§ **Exercise**: Look for "the rock surface." in the listing below, then copy exactly the line it appears in and all lines after it to the end, and nothing more.

________

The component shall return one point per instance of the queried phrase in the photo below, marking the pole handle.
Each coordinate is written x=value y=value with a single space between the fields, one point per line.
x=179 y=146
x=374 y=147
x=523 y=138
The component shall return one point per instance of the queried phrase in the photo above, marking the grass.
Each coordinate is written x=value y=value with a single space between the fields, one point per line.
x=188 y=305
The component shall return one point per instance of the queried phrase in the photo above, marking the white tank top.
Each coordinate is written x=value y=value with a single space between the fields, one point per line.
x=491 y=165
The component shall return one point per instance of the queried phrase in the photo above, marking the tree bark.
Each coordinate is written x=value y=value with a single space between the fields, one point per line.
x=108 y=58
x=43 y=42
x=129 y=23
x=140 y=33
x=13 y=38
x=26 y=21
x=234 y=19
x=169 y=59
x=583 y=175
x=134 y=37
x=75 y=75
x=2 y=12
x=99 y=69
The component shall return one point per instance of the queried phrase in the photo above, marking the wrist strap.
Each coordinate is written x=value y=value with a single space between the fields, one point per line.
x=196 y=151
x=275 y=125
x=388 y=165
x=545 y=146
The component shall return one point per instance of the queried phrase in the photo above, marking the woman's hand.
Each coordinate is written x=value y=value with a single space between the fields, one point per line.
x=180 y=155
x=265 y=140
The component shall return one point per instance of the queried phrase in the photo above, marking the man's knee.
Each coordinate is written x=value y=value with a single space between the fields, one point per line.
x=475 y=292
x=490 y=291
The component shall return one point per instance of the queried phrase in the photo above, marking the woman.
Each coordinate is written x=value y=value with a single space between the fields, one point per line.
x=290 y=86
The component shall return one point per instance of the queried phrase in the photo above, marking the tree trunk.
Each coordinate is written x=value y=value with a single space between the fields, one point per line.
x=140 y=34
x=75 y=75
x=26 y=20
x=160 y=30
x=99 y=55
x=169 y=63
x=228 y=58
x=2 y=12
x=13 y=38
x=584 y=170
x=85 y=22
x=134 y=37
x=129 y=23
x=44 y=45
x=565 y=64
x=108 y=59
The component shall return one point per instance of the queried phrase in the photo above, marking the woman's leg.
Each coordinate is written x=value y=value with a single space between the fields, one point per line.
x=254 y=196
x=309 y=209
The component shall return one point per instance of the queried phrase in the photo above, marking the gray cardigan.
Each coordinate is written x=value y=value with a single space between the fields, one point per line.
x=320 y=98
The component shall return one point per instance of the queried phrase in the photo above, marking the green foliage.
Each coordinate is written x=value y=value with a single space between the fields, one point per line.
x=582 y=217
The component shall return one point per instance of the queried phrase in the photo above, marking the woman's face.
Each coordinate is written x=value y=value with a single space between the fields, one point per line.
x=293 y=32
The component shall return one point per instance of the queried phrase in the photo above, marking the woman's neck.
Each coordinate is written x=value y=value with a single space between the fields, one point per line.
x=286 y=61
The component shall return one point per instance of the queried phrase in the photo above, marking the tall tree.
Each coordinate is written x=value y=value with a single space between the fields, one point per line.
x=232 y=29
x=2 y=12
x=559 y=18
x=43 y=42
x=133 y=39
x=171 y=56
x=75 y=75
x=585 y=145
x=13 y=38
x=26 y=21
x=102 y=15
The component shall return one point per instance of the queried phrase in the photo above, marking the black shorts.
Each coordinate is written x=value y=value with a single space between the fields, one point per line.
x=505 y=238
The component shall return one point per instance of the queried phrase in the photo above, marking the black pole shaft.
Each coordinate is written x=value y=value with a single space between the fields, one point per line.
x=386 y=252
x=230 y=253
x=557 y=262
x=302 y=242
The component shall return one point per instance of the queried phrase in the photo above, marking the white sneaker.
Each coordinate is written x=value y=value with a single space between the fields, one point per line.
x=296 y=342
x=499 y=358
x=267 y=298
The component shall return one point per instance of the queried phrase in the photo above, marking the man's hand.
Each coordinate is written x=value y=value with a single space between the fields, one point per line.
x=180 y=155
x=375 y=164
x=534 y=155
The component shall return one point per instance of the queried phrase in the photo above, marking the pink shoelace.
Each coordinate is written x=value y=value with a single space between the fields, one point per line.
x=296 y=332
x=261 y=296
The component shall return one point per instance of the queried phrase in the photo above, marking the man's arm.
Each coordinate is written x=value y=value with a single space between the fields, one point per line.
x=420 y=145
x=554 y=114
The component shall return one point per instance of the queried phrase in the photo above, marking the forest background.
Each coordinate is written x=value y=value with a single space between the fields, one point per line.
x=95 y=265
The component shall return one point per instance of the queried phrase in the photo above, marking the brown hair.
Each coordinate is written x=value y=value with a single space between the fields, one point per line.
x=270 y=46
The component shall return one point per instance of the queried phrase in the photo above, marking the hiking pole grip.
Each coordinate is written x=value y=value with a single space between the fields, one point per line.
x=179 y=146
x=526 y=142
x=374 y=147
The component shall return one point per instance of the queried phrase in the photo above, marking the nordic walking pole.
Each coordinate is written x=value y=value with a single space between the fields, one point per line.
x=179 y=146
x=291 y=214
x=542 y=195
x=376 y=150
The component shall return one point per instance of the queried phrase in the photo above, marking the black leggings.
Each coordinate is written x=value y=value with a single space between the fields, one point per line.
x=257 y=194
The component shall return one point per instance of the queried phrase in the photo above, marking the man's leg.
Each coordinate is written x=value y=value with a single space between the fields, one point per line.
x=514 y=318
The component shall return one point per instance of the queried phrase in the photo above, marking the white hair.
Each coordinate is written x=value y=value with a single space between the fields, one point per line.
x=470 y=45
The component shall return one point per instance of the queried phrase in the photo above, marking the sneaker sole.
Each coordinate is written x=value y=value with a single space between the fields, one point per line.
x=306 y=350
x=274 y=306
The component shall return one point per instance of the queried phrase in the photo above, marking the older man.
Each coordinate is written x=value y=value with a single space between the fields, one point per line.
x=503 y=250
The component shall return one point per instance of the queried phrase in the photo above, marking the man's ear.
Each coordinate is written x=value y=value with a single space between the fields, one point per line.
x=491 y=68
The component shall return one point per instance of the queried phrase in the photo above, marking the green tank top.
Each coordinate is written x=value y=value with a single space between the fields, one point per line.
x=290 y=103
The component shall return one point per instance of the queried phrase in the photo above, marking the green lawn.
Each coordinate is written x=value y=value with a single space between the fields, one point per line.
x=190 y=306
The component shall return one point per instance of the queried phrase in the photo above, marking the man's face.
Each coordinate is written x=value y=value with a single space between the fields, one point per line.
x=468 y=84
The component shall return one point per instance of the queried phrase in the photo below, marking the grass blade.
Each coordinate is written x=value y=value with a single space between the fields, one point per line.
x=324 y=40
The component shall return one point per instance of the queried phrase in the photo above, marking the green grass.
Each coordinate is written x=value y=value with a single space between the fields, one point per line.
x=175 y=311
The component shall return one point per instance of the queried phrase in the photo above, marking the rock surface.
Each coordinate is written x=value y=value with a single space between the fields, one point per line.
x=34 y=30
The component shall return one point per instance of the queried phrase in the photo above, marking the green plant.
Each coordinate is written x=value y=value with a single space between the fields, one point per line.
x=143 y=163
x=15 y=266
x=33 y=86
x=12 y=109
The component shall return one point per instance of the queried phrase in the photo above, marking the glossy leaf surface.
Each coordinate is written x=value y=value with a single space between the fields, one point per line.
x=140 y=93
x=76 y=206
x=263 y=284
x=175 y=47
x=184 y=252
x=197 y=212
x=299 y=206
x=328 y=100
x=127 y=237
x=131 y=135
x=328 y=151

________

§ **Response below**:
The component shall return one point per instance of the queried phrase in the photo above, marking the rock surface.
Each coordinate is written x=value y=value with a single space between the fields, one point per line.
x=34 y=30
The component shall return one point per instance of the queried phrase in the photo above, marking the green plant.
Each coordinate is written x=value y=value with a single space between the fields, one point per line.
x=143 y=163
x=15 y=266
x=33 y=86
x=12 y=109
The component shall return one point per instance of the queried phrase in the photo above, marking the glossy leaf surface.
Each coordinate is written x=value y=value with a single space between the fields, one point per line.
x=140 y=93
x=76 y=206
x=263 y=284
x=175 y=47
x=184 y=252
x=197 y=212
x=299 y=206
x=328 y=100
x=127 y=237
x=131 y=135
x=328 y=151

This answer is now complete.